_Your assignment_.
From the first line of the data down to and including the line with "box: [2, 240, 104, 268]", copy everything exactly, leaving out pictures.

_Source material_.

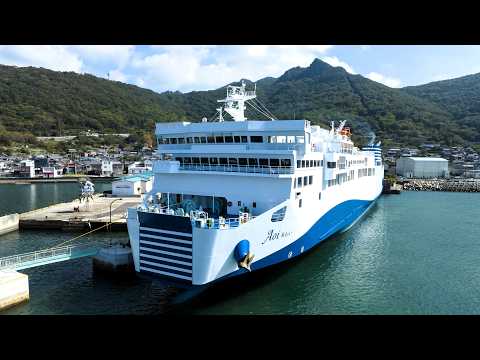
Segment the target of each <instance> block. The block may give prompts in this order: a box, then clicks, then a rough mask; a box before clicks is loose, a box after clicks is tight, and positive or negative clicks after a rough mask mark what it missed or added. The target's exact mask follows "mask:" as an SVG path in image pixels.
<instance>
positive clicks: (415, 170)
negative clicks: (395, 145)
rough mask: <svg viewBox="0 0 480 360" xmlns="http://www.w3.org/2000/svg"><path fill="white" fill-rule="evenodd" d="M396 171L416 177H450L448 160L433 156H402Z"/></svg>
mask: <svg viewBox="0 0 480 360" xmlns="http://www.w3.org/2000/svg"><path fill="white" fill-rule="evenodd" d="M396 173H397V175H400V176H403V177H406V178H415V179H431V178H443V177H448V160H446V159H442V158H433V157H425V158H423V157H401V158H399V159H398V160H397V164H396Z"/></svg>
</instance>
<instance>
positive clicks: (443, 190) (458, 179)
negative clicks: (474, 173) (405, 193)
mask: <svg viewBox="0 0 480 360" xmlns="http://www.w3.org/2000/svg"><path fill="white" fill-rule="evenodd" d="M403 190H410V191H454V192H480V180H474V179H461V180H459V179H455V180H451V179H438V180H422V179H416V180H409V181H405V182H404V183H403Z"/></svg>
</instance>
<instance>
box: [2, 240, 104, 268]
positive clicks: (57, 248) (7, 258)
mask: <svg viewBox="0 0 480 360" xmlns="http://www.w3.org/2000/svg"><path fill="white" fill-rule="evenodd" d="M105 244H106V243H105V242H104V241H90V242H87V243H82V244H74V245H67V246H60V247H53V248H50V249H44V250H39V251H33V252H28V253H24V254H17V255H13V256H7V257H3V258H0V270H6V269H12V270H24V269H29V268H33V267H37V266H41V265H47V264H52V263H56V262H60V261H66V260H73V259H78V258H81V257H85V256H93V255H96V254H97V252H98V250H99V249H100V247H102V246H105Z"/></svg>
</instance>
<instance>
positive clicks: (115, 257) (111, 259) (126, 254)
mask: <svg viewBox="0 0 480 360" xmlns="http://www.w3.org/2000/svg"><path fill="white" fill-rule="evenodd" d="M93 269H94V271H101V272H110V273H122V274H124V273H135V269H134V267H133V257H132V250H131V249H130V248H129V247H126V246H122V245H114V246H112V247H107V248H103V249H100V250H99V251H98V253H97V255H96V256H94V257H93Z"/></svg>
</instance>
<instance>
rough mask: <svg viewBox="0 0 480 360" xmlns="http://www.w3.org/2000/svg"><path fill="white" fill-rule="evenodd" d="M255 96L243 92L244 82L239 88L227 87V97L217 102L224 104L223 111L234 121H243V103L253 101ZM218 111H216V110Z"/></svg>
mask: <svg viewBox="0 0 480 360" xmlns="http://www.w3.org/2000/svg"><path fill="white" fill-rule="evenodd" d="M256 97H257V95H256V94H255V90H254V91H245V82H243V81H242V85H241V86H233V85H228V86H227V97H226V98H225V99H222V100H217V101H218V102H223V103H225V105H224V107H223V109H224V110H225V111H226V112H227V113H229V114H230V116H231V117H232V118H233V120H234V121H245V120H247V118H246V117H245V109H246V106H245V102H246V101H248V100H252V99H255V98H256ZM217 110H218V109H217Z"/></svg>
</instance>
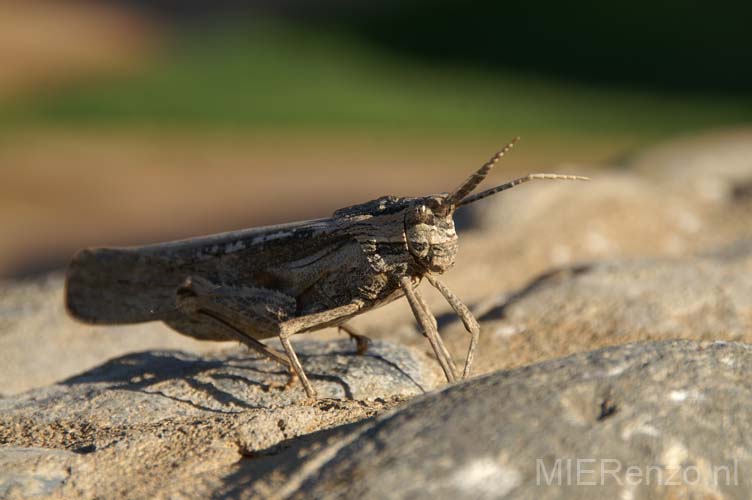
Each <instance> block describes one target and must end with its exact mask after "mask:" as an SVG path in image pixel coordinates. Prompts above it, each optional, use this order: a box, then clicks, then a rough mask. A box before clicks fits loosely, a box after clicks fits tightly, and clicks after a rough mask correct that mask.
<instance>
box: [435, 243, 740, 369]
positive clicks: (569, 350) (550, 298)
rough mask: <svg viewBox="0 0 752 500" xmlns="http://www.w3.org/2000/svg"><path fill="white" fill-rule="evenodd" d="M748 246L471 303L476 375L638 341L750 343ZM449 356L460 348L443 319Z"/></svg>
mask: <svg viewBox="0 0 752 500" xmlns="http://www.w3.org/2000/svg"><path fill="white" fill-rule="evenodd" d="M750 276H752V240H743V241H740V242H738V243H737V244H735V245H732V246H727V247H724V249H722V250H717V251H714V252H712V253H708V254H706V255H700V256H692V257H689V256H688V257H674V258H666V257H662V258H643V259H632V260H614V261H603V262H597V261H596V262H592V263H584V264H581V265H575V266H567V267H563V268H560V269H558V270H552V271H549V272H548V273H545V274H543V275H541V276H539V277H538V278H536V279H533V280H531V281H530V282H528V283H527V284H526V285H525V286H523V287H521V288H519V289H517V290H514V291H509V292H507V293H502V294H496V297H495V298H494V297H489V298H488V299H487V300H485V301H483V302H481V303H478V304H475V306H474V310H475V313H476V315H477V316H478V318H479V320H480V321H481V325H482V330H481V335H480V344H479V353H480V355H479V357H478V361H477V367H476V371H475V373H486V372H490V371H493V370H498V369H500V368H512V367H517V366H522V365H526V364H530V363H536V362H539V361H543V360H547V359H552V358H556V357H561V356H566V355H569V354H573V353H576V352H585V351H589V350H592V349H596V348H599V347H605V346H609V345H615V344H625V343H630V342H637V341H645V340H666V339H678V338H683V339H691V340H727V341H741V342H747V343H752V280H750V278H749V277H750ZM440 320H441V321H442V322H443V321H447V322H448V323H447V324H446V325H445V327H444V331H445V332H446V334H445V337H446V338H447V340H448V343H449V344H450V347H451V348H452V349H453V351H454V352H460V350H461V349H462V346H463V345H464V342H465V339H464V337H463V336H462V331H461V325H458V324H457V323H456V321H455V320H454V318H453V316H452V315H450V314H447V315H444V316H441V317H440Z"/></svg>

_Exercise answer_.
Segment the target of each <instance> block. The block may give prompts in this order: a box, then clicks, then a rough mask; a box before clicks is loose, a box after clicks is tight, and positive or negative clicks after a rough mask mark what it missed or added. The target's exact mask follows "mask:" as an SVG path in image pixels.
<instance>
positive clicks: (415, 170)
negative clicks: (395, 145)
rough mask: <svg viewBox="0 0 480 360" xmlns="http://www.w3.org/2000/svg"><path fill="white" fill-rule="evenodd" d="M396 171L416 177H450L448 160L433 156H402Z"/></svg>
mask: <svg viewBox="0 0 480 360" xmlns="http://www.w3.org/2000/svg"><path fill="white" fill-rule="evenodd" d="M396 173H397V175H400V176H403V177H406V178H415V179H431V178H443V177H448V160H446V159H442V158H433V157H425V158H423V157H401V158H399V159H398V160H397V164H396Z"/></svg>
</instance>
<instance>
positive clicks: (443, 190) (458, 179)
negative clicks: (474, 173) (405, 193)
mask: <svg viewBox="0 0 480 360" xmlns="http://www.w3.org/2000/svg"><path fill="white" fill-rule="evenodd" d="M403 190H410V191H454V192H480V180H474V179H461V180H459V179H455V180H451V179H438V180H422V179H416V180H409V181H405V182H404V183H403Z"/></svg>
</instance>
<instance>
box: [2, 240, 104, 268]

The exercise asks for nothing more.